Reproduce the material in full, exactly as written.

Dataset excerpts on object pointing

:::::

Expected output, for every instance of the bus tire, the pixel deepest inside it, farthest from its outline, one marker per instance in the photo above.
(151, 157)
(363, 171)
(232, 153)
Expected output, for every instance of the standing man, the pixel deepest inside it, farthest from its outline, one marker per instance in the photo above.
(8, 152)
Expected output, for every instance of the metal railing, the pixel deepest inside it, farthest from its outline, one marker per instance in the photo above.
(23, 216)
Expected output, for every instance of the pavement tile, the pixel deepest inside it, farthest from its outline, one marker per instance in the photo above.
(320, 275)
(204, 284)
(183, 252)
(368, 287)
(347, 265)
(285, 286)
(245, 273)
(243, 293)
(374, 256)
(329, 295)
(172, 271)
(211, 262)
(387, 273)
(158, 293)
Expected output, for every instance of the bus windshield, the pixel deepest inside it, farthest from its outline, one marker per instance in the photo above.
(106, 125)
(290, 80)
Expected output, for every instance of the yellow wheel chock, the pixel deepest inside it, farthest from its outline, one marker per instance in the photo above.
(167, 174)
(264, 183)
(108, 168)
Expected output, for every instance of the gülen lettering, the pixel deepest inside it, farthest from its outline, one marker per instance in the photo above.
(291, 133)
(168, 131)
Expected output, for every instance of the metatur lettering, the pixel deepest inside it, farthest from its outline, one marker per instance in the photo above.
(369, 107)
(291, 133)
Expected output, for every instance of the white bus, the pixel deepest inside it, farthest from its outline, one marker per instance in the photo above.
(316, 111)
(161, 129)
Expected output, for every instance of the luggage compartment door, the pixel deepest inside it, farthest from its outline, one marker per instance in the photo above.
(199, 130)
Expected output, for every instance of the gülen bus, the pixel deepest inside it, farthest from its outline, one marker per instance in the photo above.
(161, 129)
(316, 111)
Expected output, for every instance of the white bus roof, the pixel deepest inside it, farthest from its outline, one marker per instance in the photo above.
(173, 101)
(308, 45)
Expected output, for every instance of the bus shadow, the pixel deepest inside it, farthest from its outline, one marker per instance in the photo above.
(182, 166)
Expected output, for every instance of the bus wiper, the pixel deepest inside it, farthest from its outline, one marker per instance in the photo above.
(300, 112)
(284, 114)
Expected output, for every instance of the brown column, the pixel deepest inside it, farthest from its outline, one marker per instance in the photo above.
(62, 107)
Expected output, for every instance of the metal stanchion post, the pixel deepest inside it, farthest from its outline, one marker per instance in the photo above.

:::::

Completed exercise
Expected output, for every instance of the bus tire, the pixel deepest inside it, farthest from its outline, one marker per instance in the photo above.
(151, 157)
(363, 171)
(232, 153)
Expected output, for every instance of the standing man, the pixel deepest inside it, farthest from its outline, one marker per instance in the photo above.
(8, 152)
Expected output, for every instance of the metal railing, the pixel deepest inside it, farthest from its outline, one marker per instance in the photo above.
(23, 216)
Expected output, for every instance of the pavement tile, the pixel deepest inside it, farthest from its outline, one marker per instance in the photo above.
(320, 275)
(204, 284)
(183, 252)
(368, 287)
(347, 265)
(285, 286)
(245, 273)
(243, 293)
(374, 256)
(329, 295)
(172, 271)
(211, 262)
(387, 273)
(158, 293)
Expected output, for every instance of the bus windshield, the pixel deepest inside it, farthest from its outline, one marker per instance in the photo above.
(106, 125)
(290, 80)
Expected output, for every instance of the yellow wheel chock, the pixel deepest inside it, farthest from its outline, one marker per instance in the photo above.
(167, 174)
(264, 183)
(108, 168)
Expected output, for every instance of the gülen lettering, the pixel deepest inside it, farthest from its outline, one marker per instance in the photo above.
(291, 133)
(168, 131)
Expected output, for every instance of the metatur lettering, the pixel deepest inside it, farthest from its outline, one marker per instance in the photo above.
(369, 107)
(291, 133)
Expected output, for every instance of the white bus, the pixel deepest inside it, farthest from its outline, one marker per instance in the photo above.
(316, 111)
(161, 129)
Expected output, for every instance of the luggage compartment door, the pixel deepest inside it, farthest from its outline, one marker per instance in the photo above.
(199, 130)
Expected output, for every instance of the gülen bus, the pixel deepest inside it, farthest from its outline, one marker per instance in the photo above.
(161, 129)
(316, 111)
Expected output, for every instance of the white bus roof, the pixel deepest inside it, farthest from its outline, one marker per instance in the photo above.
(173, 101)
(308, 45)
Expected output, for every instance of the bus shadow, the pixel deepest inside it, farthest from its outline, one marker per instance in the photo above.
(182, 166)
Expected output, for every instance of the bus wiper, the pixel deepest inside it, farthest from its outline, one marker per instance in the photo above.
(300, 112)
(284, 114)
Expected output, for every instance of the brown column, the pixel deepest inside it, farthest from its outline, one marker per instance in the photo above.
(62, 107)
Expected output, for every instance of the metal stanchion post, the pixel deepest inside it, farthest from its outline, one marker per instance in the photo above.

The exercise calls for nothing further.